Direction:
Identify every line below that contains the string "branch", and copy each such line in full. Case counts, so match only that exact capitalization.

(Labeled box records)

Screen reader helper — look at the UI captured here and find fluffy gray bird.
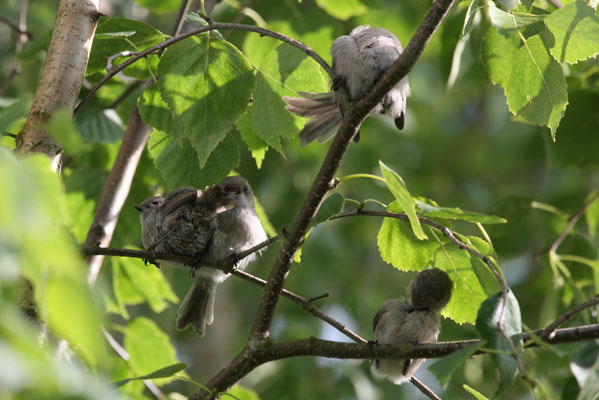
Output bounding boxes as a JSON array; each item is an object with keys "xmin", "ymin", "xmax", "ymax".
[
  {"xmin": 372, "ymin": 268, "xmax": 453, "ymax": 385},
  {"xmin": 136, "ymin": 186, "xmax": 232, "ymax": 267},
  {"xmin": 283, "ymin": 25, "xmax": 410, "ymax": 146},
  {"xmin": 176, "ymin": 176, "xmax": 267, "ymax": 337}
]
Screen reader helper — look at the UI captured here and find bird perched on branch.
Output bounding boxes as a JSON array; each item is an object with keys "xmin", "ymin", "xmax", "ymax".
[
  {"xmin": 372, "ymin": 268, "xmax": 453, "ymax": 385},
  {"xmin": 283, "ymin": 25, "xmax": 410, "ymax": 146},
  {"xmin": 177, "ymin": 176, "xmax": 268, "ymax": 337},
  {"xmin": 138, "ymin": 176, "xmax": 267, "ymax": 337},
  {"xmin": 136, "ymin": 186, "xmax": 233, "ymax": 267}
]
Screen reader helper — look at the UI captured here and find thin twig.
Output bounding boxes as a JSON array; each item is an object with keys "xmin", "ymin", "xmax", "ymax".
[
  {"xmin": 85, "ymin": 106, "xmax": 151, "ymax": 283},
  {"xmin": 548, "ymin": 191, "xmax": 599, "ymax": 256},
  {"xmin": 329, "ymin": 209, "xmax": 532, "ymax": 384},
  {"xmin": 74, "ymin": 22, "xmax": 334, "ymax": 114},
  {"xmin": 539, "ymin": 294, "xmax": 599, "ymax": 339},
  {"xmin": 410, "ymin": 376, "xmax": 441, "ymax": 400}
]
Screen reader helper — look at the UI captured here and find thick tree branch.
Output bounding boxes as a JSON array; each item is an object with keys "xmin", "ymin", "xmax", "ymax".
[
  {"xmin": 251, "ymin": 0, "xmax": 460, "ymax": 340},
  {"xmin": 193, "ymin": 0, "xmax": 454, "ymax": 398},
  {"xmin": 75, "ymin": 22, "xmax": 334, "ymax": 113},
  {"xmin": 17, "ymin": 0, "xmax": 100, "ymax": 170},
  {"xmin": 85, "ymin": 106, "xmax": 151, "ymax": 282},
  {"xmin": 81, "ymin": 244, "xmax": 367, "ymax": 343},
  {"xmin": 190, "ymin": 324, "xmax": 599, "ymax": 400}
]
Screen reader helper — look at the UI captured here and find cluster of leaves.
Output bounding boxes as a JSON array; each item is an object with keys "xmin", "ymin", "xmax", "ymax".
[{"xmin": 0, "ymin": 0, "xmax": 599, "ymax": 399}]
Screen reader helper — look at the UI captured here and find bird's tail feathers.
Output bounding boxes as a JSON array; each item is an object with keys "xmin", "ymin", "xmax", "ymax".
[{"xmin": 176, "ymin": 277, "xmax": 216, "ymax": 337}]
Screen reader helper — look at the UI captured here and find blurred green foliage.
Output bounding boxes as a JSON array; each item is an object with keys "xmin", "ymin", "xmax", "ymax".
[{"xmin": 0, "ymin": 0, "xmax": 599, "ymax": 400}]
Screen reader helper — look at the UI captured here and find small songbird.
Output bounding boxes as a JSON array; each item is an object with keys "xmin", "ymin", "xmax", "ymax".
[
  {"xmin": 283, "ymin": 25, "xmax": 410, "ymax": 146},
  {"xmin": 176, "ymin": 176, "xmax": 267, "ymax": 337},
  {"xmin": 372, "ymin": 268, "xmax": 453, "ymax": 385},
  {"xmin": 136, "ymin": 186, "xmax": 232, "ymax": 267}
]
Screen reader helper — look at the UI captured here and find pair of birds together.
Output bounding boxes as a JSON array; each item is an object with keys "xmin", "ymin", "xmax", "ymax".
[
  {"xmin": 137, "ymin": 176, "xmax": 453, "ymax": 384},
  {"xmin": 137, "ymin": 25, "xmax": 453, "ymax": 384}
]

Final answer:
Screen reader helper — look at the UI captured here and find bird perched on branch.
Screen reader helper — look at the UI captured here and find thick tree branch.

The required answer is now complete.